## Objective
In the text on praise and reward systems in schools, why do schools say it is better to have a small number of rules?

## Document
═══

Praise and Reward Systems Anti-Bullying Network

Back Praise and reward systems have their origin in behaviourist psychology which in turn underpins many of the commercial packages on promoting good discipline that are now available to schools. In brief, these packages suggest that schools can make a difference to children's behaviour by setting out clear rules and specifying rewards and sanctions for breaking the rules. The essence of these systems is a belief that children can choose how to behave. By recognising and rewarding 'good' behaviour and punishing 'bad' behaviour it is believed that the good behaviour will be encouraged. Many commentators argue that schools react only to 'bad' behaviour and do nothing to recognise or reinforce the good behaviour of most young people most of the time. Critics suggest that such an approach is too simplistic as it eliminates the context in which behaviour occurs and places total responsibility on the individual for his or her behaviour. Despite these criticisms, praise and reward systems are now in operation in many primary and secondary schools in Scotland. Teachers and pupils seem to like them and they are reported as having beneficial effects on pupil behaviour in general.

Although there is some variation in the detailed operation of systems they have a number of features in common.

Setting the Rules

There needs to be a clear set of rules. Schools report that a small number of rules is preferable as everyone will be able to remember them. Many schools have three or four rules for the whole school, which often focus on rights and relationships and help to define the desired ethos. They may be overtly positive (e.g. "everyone has the right to have their concerns listened to") or seemingly negative (e.g. "no put-downs"). However, all rules should help to achieve an orderly ethos in which achievement and positive relationships are valued equally.

═══

Records in a dataset:
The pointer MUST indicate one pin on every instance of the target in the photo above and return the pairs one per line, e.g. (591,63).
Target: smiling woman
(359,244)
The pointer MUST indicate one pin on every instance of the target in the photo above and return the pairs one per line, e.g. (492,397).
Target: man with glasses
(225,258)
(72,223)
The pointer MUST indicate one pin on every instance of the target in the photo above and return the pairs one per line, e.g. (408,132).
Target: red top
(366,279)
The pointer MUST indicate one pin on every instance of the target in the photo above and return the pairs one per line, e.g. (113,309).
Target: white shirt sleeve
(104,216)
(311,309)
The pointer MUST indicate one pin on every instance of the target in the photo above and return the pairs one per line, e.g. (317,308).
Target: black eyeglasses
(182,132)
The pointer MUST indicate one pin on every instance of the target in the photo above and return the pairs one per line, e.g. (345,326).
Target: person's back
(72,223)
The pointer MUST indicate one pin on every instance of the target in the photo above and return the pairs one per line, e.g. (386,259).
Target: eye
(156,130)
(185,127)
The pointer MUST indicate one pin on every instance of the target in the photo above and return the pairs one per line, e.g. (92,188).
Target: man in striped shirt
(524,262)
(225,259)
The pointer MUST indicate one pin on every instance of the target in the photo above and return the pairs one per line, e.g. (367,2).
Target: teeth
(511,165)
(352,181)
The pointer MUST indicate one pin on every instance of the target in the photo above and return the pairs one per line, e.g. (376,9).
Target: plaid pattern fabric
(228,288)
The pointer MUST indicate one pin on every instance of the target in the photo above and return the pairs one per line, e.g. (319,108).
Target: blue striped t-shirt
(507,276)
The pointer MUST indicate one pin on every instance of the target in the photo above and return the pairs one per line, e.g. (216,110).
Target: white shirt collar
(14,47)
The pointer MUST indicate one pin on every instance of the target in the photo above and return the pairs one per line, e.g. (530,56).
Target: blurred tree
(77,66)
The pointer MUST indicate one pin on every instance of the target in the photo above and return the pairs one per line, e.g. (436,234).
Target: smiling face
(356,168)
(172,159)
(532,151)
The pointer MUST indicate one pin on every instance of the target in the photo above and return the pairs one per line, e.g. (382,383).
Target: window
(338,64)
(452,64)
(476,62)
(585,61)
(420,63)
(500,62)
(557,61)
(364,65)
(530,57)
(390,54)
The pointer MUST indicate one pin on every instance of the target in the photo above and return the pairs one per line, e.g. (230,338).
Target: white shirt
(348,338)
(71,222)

═══

## Result of this task
Everyone will be able to remember them.